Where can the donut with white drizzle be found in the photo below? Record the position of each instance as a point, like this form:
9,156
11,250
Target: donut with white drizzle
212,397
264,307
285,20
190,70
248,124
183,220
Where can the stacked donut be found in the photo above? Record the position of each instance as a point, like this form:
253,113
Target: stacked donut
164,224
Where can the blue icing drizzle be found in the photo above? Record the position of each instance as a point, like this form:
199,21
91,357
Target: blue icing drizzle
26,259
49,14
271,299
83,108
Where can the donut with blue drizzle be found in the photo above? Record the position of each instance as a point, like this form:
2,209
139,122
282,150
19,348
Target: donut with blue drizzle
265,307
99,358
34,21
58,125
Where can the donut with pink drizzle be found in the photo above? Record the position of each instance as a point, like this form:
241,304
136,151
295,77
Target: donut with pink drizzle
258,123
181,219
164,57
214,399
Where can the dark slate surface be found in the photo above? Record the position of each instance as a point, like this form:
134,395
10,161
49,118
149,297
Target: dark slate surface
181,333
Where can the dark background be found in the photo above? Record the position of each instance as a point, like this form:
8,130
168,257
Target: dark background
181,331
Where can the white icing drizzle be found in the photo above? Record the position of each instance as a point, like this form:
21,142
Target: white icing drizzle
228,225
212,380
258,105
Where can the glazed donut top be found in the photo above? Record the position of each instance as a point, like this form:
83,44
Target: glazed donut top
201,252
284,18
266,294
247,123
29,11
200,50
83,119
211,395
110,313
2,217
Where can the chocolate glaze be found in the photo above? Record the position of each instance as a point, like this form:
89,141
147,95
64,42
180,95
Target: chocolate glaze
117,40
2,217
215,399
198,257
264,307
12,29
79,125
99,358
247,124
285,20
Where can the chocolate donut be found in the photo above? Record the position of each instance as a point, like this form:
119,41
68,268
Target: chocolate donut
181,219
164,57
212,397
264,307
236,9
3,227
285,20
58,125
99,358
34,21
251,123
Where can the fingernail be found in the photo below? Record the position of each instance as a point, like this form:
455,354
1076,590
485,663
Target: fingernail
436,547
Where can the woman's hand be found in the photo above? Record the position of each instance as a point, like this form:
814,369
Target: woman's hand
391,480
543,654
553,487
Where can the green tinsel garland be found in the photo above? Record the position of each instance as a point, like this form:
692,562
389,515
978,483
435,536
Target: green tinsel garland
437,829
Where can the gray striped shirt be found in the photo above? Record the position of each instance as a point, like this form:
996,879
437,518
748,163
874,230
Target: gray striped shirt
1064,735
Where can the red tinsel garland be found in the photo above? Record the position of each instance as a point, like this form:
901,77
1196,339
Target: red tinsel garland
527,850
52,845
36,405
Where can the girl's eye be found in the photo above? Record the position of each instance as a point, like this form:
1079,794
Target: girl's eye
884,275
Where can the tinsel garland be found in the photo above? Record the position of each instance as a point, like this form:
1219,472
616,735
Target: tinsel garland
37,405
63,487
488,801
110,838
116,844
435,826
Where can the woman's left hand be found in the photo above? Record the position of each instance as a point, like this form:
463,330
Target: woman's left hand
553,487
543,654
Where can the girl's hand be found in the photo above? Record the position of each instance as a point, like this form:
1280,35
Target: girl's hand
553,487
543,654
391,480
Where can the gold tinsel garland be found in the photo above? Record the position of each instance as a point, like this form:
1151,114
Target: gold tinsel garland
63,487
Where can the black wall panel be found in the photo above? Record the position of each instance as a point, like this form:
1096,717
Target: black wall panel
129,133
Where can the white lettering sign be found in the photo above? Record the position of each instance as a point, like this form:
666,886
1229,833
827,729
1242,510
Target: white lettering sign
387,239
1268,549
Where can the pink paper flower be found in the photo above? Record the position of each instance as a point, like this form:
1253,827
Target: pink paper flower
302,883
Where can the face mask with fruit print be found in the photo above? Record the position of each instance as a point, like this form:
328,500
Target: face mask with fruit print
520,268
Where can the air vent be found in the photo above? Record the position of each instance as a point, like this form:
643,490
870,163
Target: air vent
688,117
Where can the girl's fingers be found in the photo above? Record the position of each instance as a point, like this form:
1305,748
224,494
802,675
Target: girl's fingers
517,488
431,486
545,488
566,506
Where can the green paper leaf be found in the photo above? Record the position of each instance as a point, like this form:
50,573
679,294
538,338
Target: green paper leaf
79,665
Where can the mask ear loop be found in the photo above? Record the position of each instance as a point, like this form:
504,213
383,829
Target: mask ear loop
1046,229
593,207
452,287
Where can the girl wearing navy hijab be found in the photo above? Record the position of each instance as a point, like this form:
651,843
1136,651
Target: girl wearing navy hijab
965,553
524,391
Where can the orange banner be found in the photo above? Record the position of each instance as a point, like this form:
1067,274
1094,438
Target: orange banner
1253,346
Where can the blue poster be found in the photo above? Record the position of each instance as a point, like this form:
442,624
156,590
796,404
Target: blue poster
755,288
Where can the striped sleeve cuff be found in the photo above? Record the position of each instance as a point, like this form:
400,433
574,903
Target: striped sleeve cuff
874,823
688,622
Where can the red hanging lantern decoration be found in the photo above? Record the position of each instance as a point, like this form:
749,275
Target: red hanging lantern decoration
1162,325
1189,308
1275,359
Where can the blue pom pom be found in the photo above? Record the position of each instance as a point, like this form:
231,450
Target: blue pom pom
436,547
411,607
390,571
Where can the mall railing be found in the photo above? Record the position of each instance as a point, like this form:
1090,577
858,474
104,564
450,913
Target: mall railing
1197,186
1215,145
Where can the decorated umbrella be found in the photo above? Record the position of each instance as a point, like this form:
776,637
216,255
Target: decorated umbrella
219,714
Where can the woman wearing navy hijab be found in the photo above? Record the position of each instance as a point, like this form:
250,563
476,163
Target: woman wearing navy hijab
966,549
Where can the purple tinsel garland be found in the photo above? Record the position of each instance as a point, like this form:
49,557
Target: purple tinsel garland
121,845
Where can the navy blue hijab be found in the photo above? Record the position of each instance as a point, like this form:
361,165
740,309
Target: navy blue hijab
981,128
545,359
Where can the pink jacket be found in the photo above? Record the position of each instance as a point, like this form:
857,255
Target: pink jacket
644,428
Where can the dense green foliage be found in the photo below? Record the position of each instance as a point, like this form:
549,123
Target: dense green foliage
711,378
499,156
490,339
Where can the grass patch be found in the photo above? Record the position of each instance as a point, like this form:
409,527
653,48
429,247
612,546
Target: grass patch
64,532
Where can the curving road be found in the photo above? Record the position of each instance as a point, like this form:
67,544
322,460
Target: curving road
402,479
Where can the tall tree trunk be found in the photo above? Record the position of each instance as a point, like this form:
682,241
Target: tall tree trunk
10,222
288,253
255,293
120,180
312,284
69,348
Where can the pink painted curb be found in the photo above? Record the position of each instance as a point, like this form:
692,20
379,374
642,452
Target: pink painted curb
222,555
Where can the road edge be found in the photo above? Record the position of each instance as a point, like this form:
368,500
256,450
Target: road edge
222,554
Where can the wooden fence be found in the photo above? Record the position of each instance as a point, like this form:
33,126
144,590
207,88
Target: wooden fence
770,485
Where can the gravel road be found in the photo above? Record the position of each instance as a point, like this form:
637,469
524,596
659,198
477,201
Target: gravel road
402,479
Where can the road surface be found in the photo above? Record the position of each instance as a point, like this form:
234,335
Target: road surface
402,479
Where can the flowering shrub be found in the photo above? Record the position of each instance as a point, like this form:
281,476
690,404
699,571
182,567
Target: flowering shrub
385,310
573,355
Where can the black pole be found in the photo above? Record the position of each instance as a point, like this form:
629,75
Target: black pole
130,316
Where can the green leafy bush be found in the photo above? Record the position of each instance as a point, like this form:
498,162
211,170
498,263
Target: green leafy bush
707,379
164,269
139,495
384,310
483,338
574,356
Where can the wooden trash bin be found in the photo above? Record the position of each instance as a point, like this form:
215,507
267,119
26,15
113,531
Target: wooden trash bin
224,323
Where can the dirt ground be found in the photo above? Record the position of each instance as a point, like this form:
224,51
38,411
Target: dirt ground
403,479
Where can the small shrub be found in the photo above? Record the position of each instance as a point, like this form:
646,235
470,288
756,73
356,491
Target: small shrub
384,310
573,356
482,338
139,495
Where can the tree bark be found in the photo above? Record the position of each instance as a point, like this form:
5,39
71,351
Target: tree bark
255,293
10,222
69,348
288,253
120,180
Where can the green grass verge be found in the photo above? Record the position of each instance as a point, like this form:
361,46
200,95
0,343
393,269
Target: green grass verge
################
§ **Your goal**: From the line containing "Where can the green leafy" to the last line of the material, please quote every line exactly and only those.

§ **Answer**:
Where can the green leafy bush be found in the photo above? Record the position of each instance as a point, like this form:
498,162
211,170
498,263
Target: green leafy bush
707,379
164,269
139,495
384,310
483,338
574,356
Where can the wooden trash bin be found in the photo above? Record the position of each instance as a point, like this form:
215,507
267,119
26,15
113,531
Target: wooden trash bin
224,323
Where can the dirt ground be found in the photo above? Record the position of each instance as a point, like this form:
224,51
38,411
Target: dirt ground
403,479
Where can the small shrub be found in the photo above? Record the position of each instance as a point, like this form:
646,235
470,288
756,73
356,491
Target: small shrub
384,310
573,356
482,338
139,495
Where can the tree bark be found in the photo above? Record the position of each instance as a point, like this form:
5,39
71,351
Target: tree bark
255,293
10,222
69,348
288,253
120,180
Where can the green grass verge be found in the photo above? Record the position of each instance as a point, like this form:
361,46
200,95
0,343
393,269
Target: green grass verge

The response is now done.